> _Recorded information_
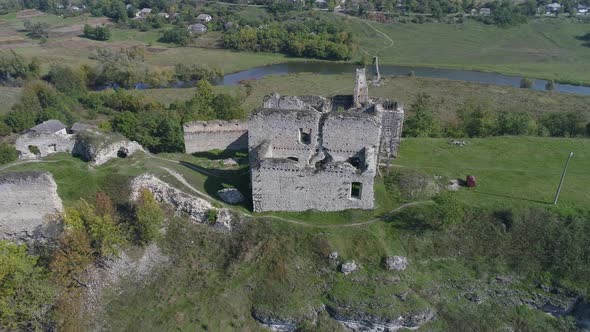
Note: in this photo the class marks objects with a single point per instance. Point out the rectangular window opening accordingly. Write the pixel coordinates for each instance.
(356, 190)
(304, 138)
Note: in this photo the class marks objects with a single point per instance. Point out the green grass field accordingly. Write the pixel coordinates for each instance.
(544, 48)
(8, 97)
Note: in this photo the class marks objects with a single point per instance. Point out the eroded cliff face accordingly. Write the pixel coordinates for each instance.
(29, 206)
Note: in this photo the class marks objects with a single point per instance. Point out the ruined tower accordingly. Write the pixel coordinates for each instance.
(361, 90)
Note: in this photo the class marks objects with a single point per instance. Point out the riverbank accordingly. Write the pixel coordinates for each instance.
(448, 96)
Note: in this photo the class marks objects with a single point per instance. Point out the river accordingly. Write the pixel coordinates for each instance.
(341, 68)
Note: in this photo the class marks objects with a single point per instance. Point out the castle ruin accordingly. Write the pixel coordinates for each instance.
(310, 152)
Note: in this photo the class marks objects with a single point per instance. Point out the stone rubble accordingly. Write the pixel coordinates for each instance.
(397, 263)
(231, 195)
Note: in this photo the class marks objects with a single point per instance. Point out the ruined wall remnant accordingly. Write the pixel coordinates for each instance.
(361, 89)
(308, 152)
(98, 148)
(39, 145)
(28, 206)
(202, 136)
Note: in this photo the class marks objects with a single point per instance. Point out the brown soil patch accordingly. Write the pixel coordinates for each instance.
(156, 49)
(29, 13)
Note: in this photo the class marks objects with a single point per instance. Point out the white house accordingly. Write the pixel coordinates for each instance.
(143, 13)
(553, 7)
(197, 28)
(204, 18)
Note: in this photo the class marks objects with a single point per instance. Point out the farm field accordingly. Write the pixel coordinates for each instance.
(543, 48)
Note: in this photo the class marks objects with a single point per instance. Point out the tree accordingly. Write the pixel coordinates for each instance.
(526, 83)
(149, 216)
(8, 153)
(25, 291)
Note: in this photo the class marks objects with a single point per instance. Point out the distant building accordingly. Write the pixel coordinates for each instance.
(145, 12)
(553, 7)
(204, 18)
(485, 11)
(197, 28)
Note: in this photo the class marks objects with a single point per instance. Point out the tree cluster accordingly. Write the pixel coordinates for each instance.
(477, 119)
(97, 33)
(310, 37)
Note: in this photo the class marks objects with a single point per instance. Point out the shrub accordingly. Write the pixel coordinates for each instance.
(526, 83)
(25, 290)
(8, 153)
(149, 216)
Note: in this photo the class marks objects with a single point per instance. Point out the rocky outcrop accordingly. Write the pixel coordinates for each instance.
(397, 263)
(348, 267)
(29, 207)
(98, 148)
(196, 208)
(231, 195)
(363, 322)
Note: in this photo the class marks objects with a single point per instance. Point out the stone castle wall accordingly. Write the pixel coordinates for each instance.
(285, 185)
(202, 136)
(46, 143)
(28, 201)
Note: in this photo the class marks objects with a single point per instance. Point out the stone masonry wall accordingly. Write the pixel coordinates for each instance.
(202, 136)
(46, 143)
(286, 185)
(282, 128)
(27, 202)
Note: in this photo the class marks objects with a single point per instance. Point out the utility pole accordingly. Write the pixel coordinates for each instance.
(562, 177)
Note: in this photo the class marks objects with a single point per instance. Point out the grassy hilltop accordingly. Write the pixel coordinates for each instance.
(281, 269)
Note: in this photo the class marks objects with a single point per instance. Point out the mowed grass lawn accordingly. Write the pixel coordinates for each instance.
(510, 171)
(543, 48)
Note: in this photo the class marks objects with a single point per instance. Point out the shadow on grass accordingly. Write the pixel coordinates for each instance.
(510, 197)
(219, 154)
(412, 220)
(236, 178)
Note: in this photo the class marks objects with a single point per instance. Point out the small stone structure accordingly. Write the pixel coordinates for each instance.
(202, 136)
(44, 139)
(309, 152)
(84, 141)
(28, 204)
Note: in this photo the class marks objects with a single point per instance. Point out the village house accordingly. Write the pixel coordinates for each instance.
(197, 28)
(485, 11)
(204, 18)
(553, 7)
(145, 12)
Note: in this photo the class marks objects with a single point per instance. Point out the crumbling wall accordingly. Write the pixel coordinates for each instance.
(98, 148)
(391, 133)
(46, 143)
(345, 134)
(285, 185)
(318, 103)
(287, 130)
(202, 136)
(28, 204)
(361, 89)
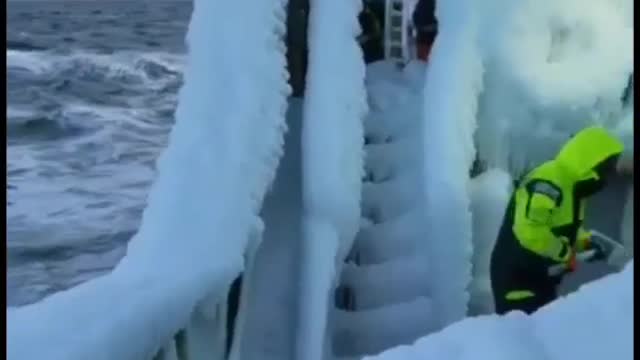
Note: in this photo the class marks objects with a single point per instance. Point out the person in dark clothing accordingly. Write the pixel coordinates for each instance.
(543, 222)
(426, 24)
(371, 38)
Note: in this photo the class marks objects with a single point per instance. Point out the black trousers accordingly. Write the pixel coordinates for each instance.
(506, 278)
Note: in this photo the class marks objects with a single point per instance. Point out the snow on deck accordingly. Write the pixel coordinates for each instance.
(332, 163)
(202, 209)
(595, 323)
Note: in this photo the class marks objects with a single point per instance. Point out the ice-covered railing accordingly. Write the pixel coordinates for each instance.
(453, 82)
(595, 323)
(201, 219)
(332, 158)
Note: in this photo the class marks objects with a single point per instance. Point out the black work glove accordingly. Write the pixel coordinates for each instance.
(602, 249)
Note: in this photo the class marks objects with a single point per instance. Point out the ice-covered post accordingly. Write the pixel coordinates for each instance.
(453, 82)
(332, 153)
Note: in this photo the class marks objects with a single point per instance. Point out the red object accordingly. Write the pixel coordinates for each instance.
(423, 50)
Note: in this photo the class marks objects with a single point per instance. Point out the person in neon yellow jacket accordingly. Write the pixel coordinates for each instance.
(543, 223)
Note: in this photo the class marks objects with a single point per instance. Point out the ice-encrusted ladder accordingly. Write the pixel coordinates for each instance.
(383, 298)
(396, 32)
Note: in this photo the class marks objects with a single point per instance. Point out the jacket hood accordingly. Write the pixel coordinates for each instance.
(588, 148)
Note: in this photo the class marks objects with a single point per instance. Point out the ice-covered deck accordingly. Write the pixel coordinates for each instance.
(206, 221)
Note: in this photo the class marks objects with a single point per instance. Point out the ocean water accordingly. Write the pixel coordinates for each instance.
(91, 91)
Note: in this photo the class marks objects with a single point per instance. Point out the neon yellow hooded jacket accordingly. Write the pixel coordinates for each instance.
(548, 217)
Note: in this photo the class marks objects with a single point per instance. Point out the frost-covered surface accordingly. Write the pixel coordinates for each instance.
(272, 284)
(222, 155)
(549, 72)
(490, 192)
(453, 82)
(595, 323)
(332, 155)
(392, 280)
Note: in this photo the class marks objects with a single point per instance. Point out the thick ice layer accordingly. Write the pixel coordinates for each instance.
(550, 72)
(272, 285)
(221, 157)
(599, 319)
(395, 281)
(332, 157)
(371, 331)
(452, 85)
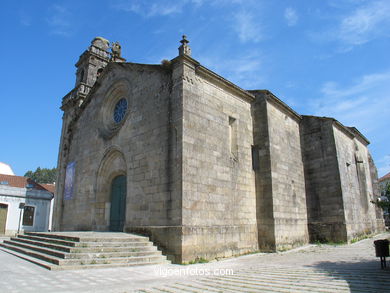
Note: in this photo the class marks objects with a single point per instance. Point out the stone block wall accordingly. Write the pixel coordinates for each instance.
(141, 148)
(323, 184)
(282, 213)
(219, 214)
(356, 184)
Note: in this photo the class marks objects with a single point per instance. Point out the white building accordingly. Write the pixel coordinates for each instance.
(24, 202)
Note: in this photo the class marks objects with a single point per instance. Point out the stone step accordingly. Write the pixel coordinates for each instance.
(85, 249)
(85, 243)
(90, 236)
(52, 259)
(51, 266)
(88, 246)
(50, 240)
(86, 252)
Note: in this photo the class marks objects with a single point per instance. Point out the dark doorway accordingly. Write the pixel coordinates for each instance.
(118, 203)
(3, 217)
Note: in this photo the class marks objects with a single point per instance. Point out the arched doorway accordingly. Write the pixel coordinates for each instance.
(118, 203)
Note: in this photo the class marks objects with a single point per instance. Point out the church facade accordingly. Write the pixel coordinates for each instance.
(204, 168)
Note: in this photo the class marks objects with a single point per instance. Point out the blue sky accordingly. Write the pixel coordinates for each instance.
(327, 58)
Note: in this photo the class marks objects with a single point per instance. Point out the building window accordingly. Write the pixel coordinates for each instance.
(28, 216)
(255, 158)
(120, 110)
(233, 137)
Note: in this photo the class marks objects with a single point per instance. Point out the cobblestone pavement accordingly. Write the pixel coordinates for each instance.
(324, 268)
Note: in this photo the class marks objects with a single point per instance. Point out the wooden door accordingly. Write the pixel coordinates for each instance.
(118, 203)
(3, 217)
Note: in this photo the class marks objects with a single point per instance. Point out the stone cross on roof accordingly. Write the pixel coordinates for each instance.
(184, 49)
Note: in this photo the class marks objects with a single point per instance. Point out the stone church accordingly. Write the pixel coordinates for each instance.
(203, 167)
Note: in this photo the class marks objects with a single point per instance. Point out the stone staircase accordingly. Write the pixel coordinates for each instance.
(83, 250)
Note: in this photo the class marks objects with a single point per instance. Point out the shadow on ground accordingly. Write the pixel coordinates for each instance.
(362, 276)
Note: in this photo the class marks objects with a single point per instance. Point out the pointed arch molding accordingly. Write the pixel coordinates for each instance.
(112, 164)
(119, 90)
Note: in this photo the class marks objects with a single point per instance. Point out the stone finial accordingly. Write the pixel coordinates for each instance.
(184, 49)
(116, 49)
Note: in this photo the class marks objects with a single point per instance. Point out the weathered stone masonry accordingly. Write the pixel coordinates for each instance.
(211, 170)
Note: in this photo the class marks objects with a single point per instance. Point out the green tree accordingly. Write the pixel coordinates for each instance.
(42, 175)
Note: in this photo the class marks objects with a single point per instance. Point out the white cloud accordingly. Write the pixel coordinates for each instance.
(245, 70)
(364, 104)
(149, 8)
(25, 18)
(384, 164)
(365, 23)
(290, 16)
(247, 28)
(59, 20)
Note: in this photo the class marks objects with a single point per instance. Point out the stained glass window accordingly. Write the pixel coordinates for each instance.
(120, 110)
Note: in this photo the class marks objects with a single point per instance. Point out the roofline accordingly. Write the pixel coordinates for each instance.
(352, 132)
(210, 75)
(278, 102)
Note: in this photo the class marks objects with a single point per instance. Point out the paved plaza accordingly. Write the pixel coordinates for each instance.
(314, 268)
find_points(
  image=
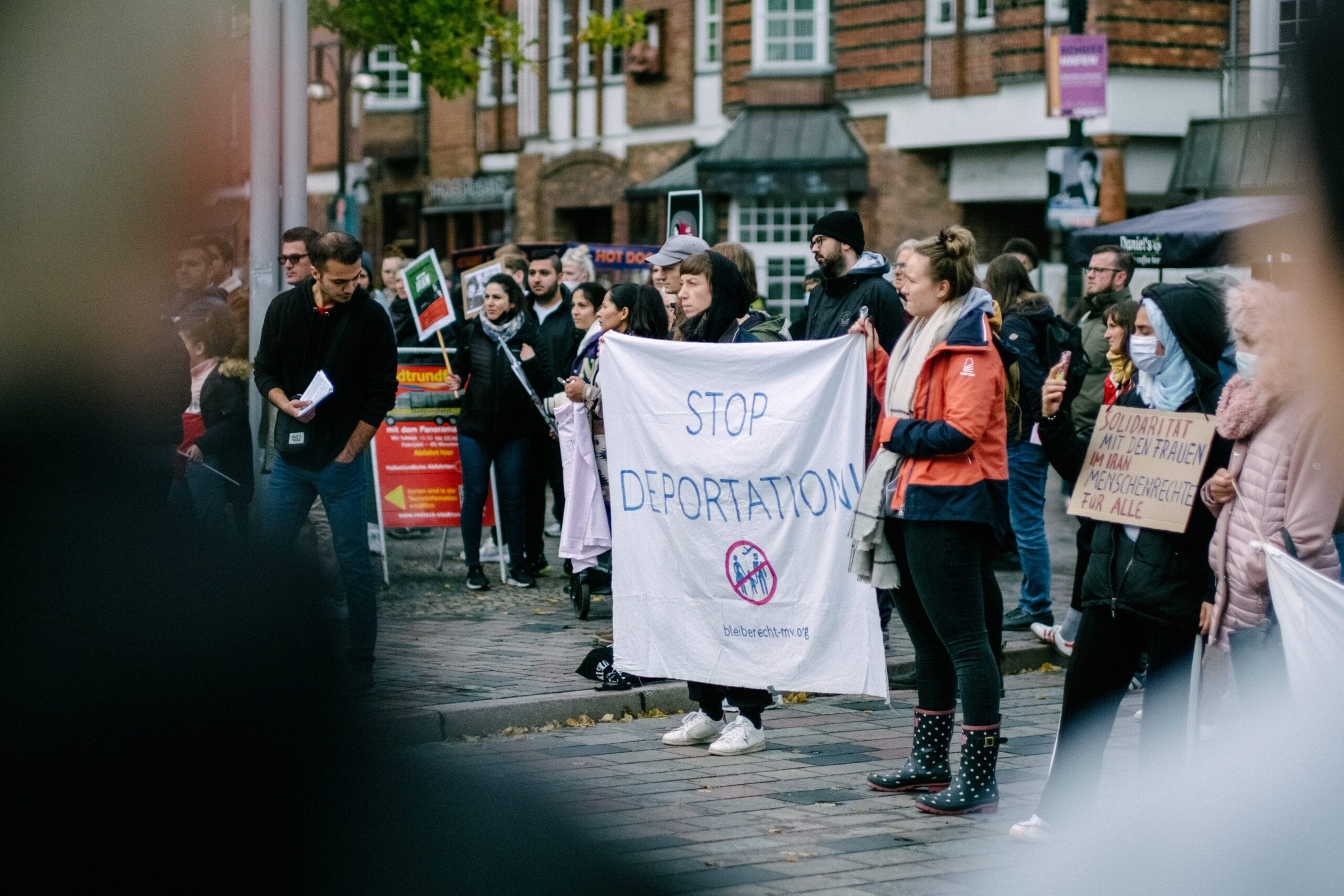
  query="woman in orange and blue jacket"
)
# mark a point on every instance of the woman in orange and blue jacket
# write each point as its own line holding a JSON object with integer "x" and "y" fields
{"x": 932, "y": 510}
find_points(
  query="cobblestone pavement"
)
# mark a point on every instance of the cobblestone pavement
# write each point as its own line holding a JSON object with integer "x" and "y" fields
{"x": 796, "y": 817}
{"x": 440, "y": 642}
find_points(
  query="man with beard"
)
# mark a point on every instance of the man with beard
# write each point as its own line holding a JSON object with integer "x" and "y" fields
{"x": 854, "y": 280}
{"x": 550, "y": 309}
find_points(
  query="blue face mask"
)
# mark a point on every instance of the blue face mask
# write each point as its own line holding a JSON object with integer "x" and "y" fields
{"x": 1246, "y": 363}
{"x": 1143, "y": 352}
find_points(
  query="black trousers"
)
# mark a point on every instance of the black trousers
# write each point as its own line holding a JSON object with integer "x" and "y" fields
{"x": 953, "y": 610}
{"x": 750, "y": 702}
{"x": 543, "y": 468}
{"x": 1084, "y": 543}
{"x": 1105, "y": 655}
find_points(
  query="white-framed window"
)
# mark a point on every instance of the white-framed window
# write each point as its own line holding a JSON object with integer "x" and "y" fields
{"x": 400, "y": 85}
{"x": 709, "y": 35}
{"x": 940, "y": 16}
{"x": 791, "y": 34}
{"x": 980, "y": 15}
{"x": 776, "y": 231}
{"x": 562, "y": 35}
{"x": 486, "y": 88}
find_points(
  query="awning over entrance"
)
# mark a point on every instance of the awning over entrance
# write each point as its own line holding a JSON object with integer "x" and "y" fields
{"x": 773, "y": 152}
{"x": 785, "y": 152}
{"x": 1194, "y": 236}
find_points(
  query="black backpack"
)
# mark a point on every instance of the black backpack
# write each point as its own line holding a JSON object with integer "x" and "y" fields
{"x": 1061, "y": 336}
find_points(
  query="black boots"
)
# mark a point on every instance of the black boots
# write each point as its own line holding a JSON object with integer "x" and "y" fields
{"x": 975, "y": 787}
{"x": 927, "y": 769}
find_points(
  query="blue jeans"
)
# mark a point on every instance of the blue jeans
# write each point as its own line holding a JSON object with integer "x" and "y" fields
{"x": 1027, "y": 469}
{"x": 511, "y": 476}
{"x": 291, "y": 495}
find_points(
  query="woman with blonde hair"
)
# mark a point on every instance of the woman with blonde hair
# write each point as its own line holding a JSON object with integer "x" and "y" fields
{"x": 932, "y": 510}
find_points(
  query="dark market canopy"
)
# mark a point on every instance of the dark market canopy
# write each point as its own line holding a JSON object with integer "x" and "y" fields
{"x": 1194, "y": 236}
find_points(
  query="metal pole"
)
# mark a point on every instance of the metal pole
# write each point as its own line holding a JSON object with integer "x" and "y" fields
{"x": 264, "y": 181}
{"x": 342, "y": 120}
{"x": 295, "y": 97}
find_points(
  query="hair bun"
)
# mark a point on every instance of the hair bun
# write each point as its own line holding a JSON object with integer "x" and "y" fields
{"x": 956, "y": 241}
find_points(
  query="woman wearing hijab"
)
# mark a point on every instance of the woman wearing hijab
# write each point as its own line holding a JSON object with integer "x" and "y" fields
{"x": 930, "y": 512}
{"x": 1141, "y": 592}
{"x": 718, "y": 309}
{"x": 498, "y": 418}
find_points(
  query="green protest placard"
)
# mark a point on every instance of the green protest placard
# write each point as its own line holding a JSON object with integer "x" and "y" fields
{"x": 428, "y": 294}
{"x": 1143, "y": 468}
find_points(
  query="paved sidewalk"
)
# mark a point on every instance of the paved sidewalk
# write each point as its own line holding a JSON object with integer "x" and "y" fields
{"x": 440, "y": 644}
{"x": 799, "y": 816}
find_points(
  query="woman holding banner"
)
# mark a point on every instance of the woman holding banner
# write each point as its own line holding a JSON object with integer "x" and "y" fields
{"x": 932, "y": 508}
{"x": 499, "y": 417}
{"x": 1144, "y": 590}
{"x": 718, "y": 309}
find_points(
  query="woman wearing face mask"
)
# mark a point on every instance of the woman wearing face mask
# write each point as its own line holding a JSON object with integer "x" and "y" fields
{"x": 1283, "y": 483}
{"x": 1121, "y": 379}
{"x": 932, "y": 511}
{"x": 1143, "y": 590}
{"x": 1120, "y": 325}
{"x": 718, "y": 309}
{"x": 498, "y": 418}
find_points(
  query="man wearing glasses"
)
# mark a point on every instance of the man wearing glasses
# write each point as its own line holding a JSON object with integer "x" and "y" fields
{"x": 1107, "y": 282}
{"x": 293, "y": 254}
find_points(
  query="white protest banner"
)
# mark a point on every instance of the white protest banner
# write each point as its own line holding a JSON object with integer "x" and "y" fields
{"x": 1143, "y": 468}
{"x": 734, "y": 475}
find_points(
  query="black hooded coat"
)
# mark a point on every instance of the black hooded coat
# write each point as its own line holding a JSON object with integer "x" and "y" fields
{"x": 1162, "y": 577}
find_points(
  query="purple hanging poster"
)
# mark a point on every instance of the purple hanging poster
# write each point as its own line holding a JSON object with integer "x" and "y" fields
{"x": 1077, "y": 76}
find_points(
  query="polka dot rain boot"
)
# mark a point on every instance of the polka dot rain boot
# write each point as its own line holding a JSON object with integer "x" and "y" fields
{"x": 975, "y": 787}
{"x": 927, "y": 769}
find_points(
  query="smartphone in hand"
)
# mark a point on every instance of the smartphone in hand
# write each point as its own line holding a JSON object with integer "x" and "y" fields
{"x": 1064, "y": 364}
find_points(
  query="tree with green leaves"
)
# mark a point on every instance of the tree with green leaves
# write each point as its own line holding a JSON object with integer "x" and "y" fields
{"x": 440, "y": 39}
{"x": 620, "y": 30}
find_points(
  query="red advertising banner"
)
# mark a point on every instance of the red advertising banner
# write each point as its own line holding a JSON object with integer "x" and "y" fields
{"x": 420, "y": 473}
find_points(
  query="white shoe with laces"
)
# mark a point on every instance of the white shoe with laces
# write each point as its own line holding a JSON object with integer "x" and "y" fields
{"x": 1034, "y": 830}
{"x": 738, "y": 738}
{"x": 1050, "y": 635}
{"x": 695, "y": 729}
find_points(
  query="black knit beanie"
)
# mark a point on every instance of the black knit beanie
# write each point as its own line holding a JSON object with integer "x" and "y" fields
{"x": 843, "y": 226}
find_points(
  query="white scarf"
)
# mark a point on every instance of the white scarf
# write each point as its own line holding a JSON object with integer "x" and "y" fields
{"x": 872, "y": 556}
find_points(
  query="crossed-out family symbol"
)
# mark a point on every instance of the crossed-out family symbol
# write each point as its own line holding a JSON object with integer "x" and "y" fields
{"x": 750, "y": 573}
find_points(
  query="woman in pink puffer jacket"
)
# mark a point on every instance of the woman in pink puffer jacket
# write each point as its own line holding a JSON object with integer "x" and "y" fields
{"x": 1285, "y": 476}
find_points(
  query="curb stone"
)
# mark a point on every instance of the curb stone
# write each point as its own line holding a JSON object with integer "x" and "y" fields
{"x": 480, "y": 718}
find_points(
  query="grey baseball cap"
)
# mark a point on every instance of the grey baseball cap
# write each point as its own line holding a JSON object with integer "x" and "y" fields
{"x": 676, "y": 250}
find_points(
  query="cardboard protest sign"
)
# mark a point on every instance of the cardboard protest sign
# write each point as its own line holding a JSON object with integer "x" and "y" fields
{"x": 733, "y": 489}
{"x": 418, "y": 469}
{"x": 428, "y": 294}
{"x": 1143, "y": 468}
{"x": 474, "y": 287}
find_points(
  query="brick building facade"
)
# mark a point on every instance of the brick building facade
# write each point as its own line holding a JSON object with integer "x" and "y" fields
{"x": 944, "y": 100}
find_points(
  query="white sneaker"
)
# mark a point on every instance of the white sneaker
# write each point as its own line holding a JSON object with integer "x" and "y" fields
{"x": 695, "y": 729}
{"x": 1050, "y": 635}
{"x": 1034, "y": 829}
{"x": 738, "y": 738}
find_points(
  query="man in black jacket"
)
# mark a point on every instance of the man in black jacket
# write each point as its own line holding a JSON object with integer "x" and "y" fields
{"x": 854, "y": 280}
{"x": 551, "y": 311}
{"x": 328, "y": 324}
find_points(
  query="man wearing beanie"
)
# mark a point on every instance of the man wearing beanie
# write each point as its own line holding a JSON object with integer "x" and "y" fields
{"x": 853, "y": 280}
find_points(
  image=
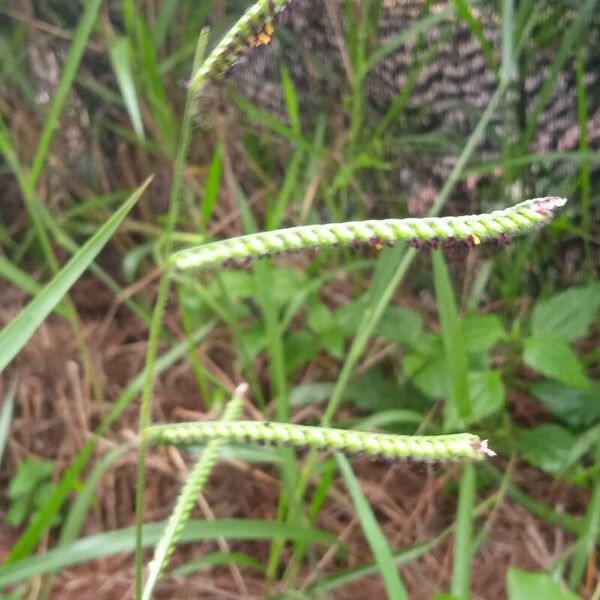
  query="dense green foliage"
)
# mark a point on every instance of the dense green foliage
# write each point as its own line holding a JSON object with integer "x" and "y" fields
{"x": 471, "y": 340}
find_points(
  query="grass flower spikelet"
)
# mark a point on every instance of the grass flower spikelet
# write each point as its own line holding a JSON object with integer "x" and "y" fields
{"x": 462, "y": 446}
{"x": 438, "y": 231}
{"x": 253, "y": 29}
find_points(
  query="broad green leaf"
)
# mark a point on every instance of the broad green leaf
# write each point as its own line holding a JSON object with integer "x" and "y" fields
{"x": 567, "y": 315}
{"x": 309, "y": 393}
{"x": 429, "y": 374}
{"x": 374, "y": 391}
{"x": 300, "y": 348}
{"x": 548, "y": 447}
{"x": 574, "y": 406}
{"x": 522, "y": 585}
{"x": 6, "y": 413}
{"x": 554, "y": 358}
{"x": 487, "y": 393}
{"x": 17, "y": 333}
{"x": 482, "y": 332}
{"x": 397, "y": 324}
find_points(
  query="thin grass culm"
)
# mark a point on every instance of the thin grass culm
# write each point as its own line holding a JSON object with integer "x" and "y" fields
{"x": 462, "y": 446}
{"x": 427, "y": 232}
{"x": 194, "y": 483}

> _What is needed_
How many lines in the records above contain the string "pink"? Reply with the number alone.

> _Response_
2